Start of Supplied records
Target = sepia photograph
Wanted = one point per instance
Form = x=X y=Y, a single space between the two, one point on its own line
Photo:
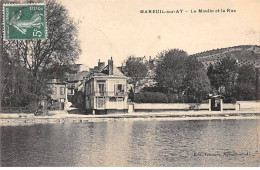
x=129 y=83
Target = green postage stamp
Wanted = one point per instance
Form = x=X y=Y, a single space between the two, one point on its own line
x=24 y=21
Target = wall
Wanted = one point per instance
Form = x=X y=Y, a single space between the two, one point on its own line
x=171 y=106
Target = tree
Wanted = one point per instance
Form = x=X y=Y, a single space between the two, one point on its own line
x=245 y=88
x=196 y=84
x=136 y=70
x=232 y=81
x=39 y=57
x=223 y=76
x=170 y=71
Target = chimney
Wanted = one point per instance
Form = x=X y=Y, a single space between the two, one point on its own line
x=110 y=67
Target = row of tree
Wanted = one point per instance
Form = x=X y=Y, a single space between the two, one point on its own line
x=183 y=76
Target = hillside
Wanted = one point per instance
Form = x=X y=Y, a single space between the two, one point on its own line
x=244 y=54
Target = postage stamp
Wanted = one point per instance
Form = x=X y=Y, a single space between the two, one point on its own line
x=24 y=21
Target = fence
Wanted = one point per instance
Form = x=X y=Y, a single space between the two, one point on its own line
x=14 y=110
x=171 y=106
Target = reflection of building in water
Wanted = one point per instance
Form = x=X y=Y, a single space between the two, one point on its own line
x=258 y=83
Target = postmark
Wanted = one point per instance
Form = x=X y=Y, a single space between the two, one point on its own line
x=24 y=21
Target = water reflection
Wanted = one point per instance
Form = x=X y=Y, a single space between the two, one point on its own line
x=133 y=143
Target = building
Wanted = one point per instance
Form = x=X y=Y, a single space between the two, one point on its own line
x=58 y=98
x=74 y=80
x=105 y=89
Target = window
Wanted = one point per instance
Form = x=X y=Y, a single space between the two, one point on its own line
x=62 y=90
x=112 y=99
x=54 y=89
x=101 y=87
x=119 y=89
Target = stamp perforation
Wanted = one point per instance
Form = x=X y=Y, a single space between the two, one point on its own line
x=24 y=4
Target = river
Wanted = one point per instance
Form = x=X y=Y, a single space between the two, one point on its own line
x=133 y=143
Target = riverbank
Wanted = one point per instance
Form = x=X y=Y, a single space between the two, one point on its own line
x=64 y=117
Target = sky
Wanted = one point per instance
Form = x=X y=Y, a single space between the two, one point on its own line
x=117 y=28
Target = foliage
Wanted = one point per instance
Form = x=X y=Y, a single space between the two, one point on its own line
x=136 y=70
x=170 y=72
x=182 y=75
x=232 y=81
x=196 y=84
x=33 y=61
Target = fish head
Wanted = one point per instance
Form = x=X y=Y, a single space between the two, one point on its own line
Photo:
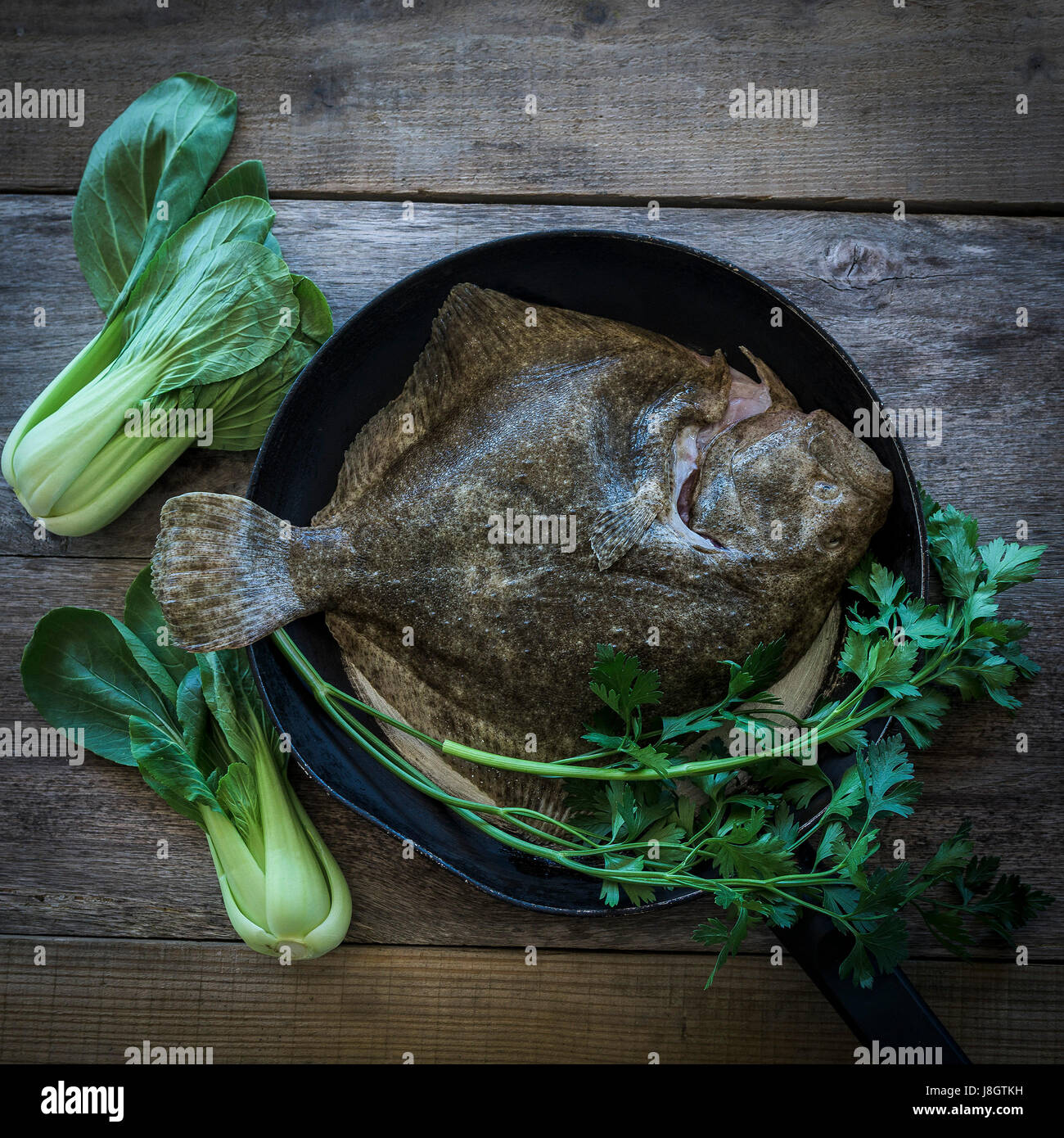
x=784 y=485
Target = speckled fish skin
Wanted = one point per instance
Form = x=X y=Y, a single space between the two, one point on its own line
x=551 y=420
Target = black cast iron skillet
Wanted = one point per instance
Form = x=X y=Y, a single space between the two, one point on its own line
x=694 y=298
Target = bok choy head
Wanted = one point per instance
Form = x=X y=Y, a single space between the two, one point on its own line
x=198 y=732
x=206 y=327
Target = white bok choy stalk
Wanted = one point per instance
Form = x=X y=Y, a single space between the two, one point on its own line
x=205 y=326
x=197 y=729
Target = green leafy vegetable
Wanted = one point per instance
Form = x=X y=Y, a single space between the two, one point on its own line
x=206 y=327
x=196 y=729
x=636 y=825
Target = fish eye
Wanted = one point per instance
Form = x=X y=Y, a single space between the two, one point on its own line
x=824 y=490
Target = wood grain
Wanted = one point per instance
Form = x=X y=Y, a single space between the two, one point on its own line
x=93 y=1000
x=915 y=102
x=926 y=307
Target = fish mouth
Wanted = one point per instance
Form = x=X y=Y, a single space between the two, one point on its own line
x=688 y=452
x=746 y=399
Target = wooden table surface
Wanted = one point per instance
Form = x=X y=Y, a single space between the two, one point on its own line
x=428 y=105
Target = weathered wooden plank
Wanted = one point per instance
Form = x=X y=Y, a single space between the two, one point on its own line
x=79 y=846
x=93 y=1000
x=915 y=102
x=926 y=307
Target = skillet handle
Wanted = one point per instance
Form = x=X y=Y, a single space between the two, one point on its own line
x=891 y=1013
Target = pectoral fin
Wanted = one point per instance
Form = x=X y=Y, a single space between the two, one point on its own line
x=620 y=527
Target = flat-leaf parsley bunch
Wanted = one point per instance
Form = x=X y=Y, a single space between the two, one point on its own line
x=635 y=824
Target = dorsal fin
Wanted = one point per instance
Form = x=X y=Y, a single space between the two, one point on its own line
x=474 y=332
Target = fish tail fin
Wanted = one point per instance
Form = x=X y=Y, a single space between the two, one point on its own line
x=620 y=527
x=223 y=571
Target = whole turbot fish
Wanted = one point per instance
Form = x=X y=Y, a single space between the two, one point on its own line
x=532 y=493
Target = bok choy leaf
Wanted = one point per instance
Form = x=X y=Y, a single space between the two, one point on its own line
x=197 y=731
x=206 y=326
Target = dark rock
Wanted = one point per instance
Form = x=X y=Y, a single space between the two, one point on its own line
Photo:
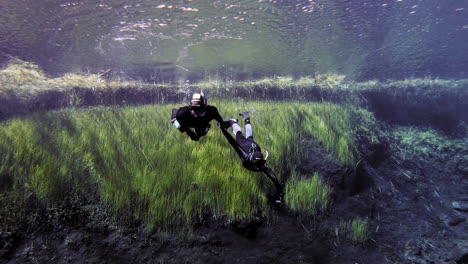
x=460 y=206
x=456 y=221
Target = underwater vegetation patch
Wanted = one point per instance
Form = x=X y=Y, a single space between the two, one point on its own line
x=132 y=159
x=24 y=89
x=307 y=195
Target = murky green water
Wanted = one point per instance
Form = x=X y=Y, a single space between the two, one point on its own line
x=177 y=41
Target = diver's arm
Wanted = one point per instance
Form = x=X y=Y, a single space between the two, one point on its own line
x=216 y=115
x=192 y=134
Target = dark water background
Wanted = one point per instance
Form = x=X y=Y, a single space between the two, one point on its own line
x=175 y=41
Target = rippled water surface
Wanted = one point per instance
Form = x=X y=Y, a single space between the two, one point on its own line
x=201 y=39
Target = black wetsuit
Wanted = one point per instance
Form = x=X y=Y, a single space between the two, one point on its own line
x=250 y=147
x=200 y=122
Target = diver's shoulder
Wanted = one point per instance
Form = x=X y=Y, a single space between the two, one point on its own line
x=211 y=108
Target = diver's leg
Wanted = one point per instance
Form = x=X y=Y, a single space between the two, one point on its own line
x=201 y=131
x=248 y=130
x=236 y=128
x=248 y=126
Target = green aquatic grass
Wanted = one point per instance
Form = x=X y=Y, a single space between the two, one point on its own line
x=356 y=230
x=146 y=169
x=307 y=195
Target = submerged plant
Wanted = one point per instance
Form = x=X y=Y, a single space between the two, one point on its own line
x=307 y=195
x=144 y=168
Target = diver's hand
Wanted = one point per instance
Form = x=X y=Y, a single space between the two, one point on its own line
x=194 y=137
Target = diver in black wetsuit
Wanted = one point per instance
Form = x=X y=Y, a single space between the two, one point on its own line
x=197 y=115
x=249 y=151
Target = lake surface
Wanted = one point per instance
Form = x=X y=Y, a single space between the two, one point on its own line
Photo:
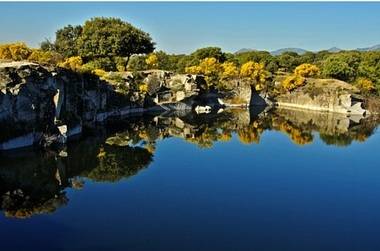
End of Supplied records
- **What you will do**
Print each record exactly as it stands, leaving the images out.

- **Exercise solution**
Target = sepia photograph
Wanted = one point per instance
Form = x=X y=Y, a single space between the two, one point on its own line
Photo:
x=129 y=83
Target = green postage stamp
Wanted = one point per instance
Form = x=X y=Y, a single space between the two, one point on its own line
x=24 y=21
Target = wall
Wanted = one point per instance
Form = x=X y=Y, a single space between the two, one point on its own line
x=171 y=106
Target = tree
Wanted = one point per instance
Form = x=X y=Y, a single space between the two, one point on its own line
x=245 y=88
x=196 y=84
x=136 y=70
x=232 y=81
x=39 y=57
x=223 y=76
x=170 y=71
Target = chimney
Wanted = one point per instance
Form = x=X y=Y, a single space between the two, one point on its own line
x=110 y=67
Target = row of tree
Wanted = one point per instance
Form = x=X y=Y, a single space between the two, one point on its own line
x=183 y=76
Target = hillside
Wanted = one point per instance
Form = x=X y=Y, a single space between the two, one point on its own line
x=244 y=54
Target = postage stamp
Wanted = one point per instance
Form = x=X y=Y, a single space between the two, one point on its own line
x=24 y=21
Target = fence
Wanted = one point per instance
Form = x=X y=Y, a single space between the two, one point on its own line
x=14 y=110
x=171 y=106
Target = reflection of building in water
Wanted = one point per instance
Form = x=X y=Y, a single space between the two, one point on its own line
x=258 y=83
Target = postmark
Wanted = one point per instance
Form = x=X y=Y, a single space between the two, one point on its own line
x=24 y=21
Target = water reflection
Wanted = one point per instance
Form = x=X y=Y, a single space between the two, one point on its own line
x=133 y=143
Target = building
Wanted = one point per instance
Form = x=X y=Y, a single space between the two, one point on its own line
x=58 y=98
x=74 y=80
x=105 y=89
Target = window
Wanted = one point per instance
Form = x=X y=Y, a single space between the two, one point on its own line
x=62 y=90
x=112 y=99
x=54 y=89
x=101 y=87
x=119 y=89
Target = stamp perforation
Wanted = one point per instance
Form = x=X y=Y, a single space between the two, one point on its own line
x=24 y=4
Target = river
Wanted = one point per instance
Form = x=X y=Y, a single space between the two, one point on its own line
x=133 y=143
Target = riverbank
Wanted = one point per instance
Form = x=X y=Y, a single space between the two, one point on its own line
x=64 y=117
Target = sky
Wanted = one point per instance
Form = x=X y=Y, a single space between the two, one point on its own line
x=117 y=28
Target = foliage
Wanted = one point per instance
Form = x=X y=Y, a single space between the two, one point on its own line
x=136 y=70
x=170 y=72
x=182 y=75
x=232 y=81
x=196 y=84
x=33 y=61
Target = fish head
Wanted = one point per instance
Form = x=X y=Y, a single space between the two, one point on its own line
Photo:
x=784 y=485
Target = speckled fish skin
Wanted = one point per instance
Form = x=X y=Y, a single space between the two, one point on its own line
x=551 y=420
Target = black cast iron skillet
Wanted = one point per instance
Form = x=X y=Y, a single space between the two, one point on its own line
x=694 y=298
Target = bok choy head
Wanted = one point per instance
Form = x=X y=Y, a single space between the two, one point on its own line
x=198 y=732
x=206 y=327
Target = white bok choy stalk
Wanted = one point per instance
Form = x=X y=Y, a single space between the two, one point on its own line
x=205 y=326
x=197 y=729
Target = green leafy vegetable
Wanted = one point per instance
Form = x=X y=Y, a single space between the two, one point on its own line
x=206 y=327
x=196 y=729
x=636 y=825
Target = fish eye
Wanted = one point per instance
Form = x=X y=Y, a single space between the two, one point on its own line
x=824 y=490
Target = wood grain
Wanted = one point per instance
Form = x=X y=Y, a single space between the two, one point on its own line
x=93 y=1000
x=915 y=102
x=926 y=307
Target = fish mouth
Wanted = one point per instance
Form = x=X y=Y, a single space between the two, one point on its own line
x=688 y=452
x=746 y=399
Target = wooden table surface
Wanted = one point per instance
Form = x=X y=Y, a single space between the two, one point on its own line
x=428 y=105
Target = weathered wooden plank
Wanted = one point per instance
Form = x=X y=Y, a single space between the two, one point on its own line
x=79 y=846
x=93 y=1000
x=915 y=102
x=926 y=307
Target = skillet handle
Wanted = one point per instance
Form = x=X y=Y, a single space between the two, one point on its own line
x=891 y=1013
Target = pectoral fin
Wanted = one point per instance
Form = x=X y=Y, a single space between the two, one point on its own line
x=620 y=527
Target = flat-leaf parsley bunch
Wanted = one point per instance
Form = x=X y=Y, a single space between the two, one point on its own line
x=635 y=824
Target = dorsal fin
Wanted = one point per instance
Form = x=X y=Y, a single space between the two, one point on its own line
x=474 y=332
Target = fish tail fin
Wanted = one point per instance
Form = x=X y=Y, a single space between the two, one point on its own line
x=620 y=527
x=223 y=571
Target = whole turbot fish
Wanted = one point per instance
Form = x=X y=Y, a single space between the two, one point on its own line
x=532 y=493
Target = bok choy leaf
Wanted = one point per instance
Form = x=X y=Y, a single space between the two, one point on its own line
x=197 y=731
x=206 y=326
Target = dark rock
Wanted = one point per instance
Form = x=X y=Y, a single space between the two, one point on its own line
Photo:
x=460 y=206
x=456 y=221
Target = underwater vegetation patch
Wanted = one point per instance
Form = x=X y=Y, a single space between the two, one point on its own line
x=132 y=159
x=24 y=89
x=307 y=195
Target = murky green water
Wanted = one point per instance
Form = x=X y=Y, a single space between the two, one point on its own line
x=177 y=41
Target = diver's arm
Wanted = one point per instance
Form = x=X y=Y, a single space between the two, one point on its own line
x=216 y=115
x=192 y=134
Target = dark water background
Wanted = one point per instance
Form = x=X y=Y, a single space between the two, one point on its own line
x=175 y=41
Target = rippled water surface
Wanted = one point per instance
Form = x=X y=Y, a single space between the two, one point on its own line
x=201 y=39
Target = black wetsuit
Wanted = one point per instance
Form = x=X y=Y, a single space between the two, one point on its own line
x=250 y=147
x=200 y=122
Target = diver's shoulder
Wanted = one point per instance
Form = x=X y=Y, a single space between the two, one point on its own line
x=211 y=108
Target = diver's leg
Wanted = one point per instance
Form = x=X y=Y, a single space between the two, one point on its own line
x=201 y=131
x=248 y=130
x=236 y=128
x=248 y=126
Target = green aquatic grass
Wanted = one point per instance
Form = x=X y=Y, a single space between the two, one point on its own line
x=356 y=230
x=146 y=169
x=307 y=195
Target = submerged plant
Wanted = one point per instance
Form = x=X y=Y, a single space between the two, one point on its own line
x=307 y=195
x=144 y=168
Target = diver's hand
Wanted = one point per instance
Form = x=X y=Y, a single space between the two, one point on its own line
x=194 y=137
Target = diver in black wetsuit
Wanted = one point per instance
Form = x=X y=Y, a single space between the two, one point on its own line
x=197 y=115
x=249 y=151
Target = lake surface
Wanted = one point per instance
Form = x=X y=Y, a single space between the two, one point on its own line
Photo:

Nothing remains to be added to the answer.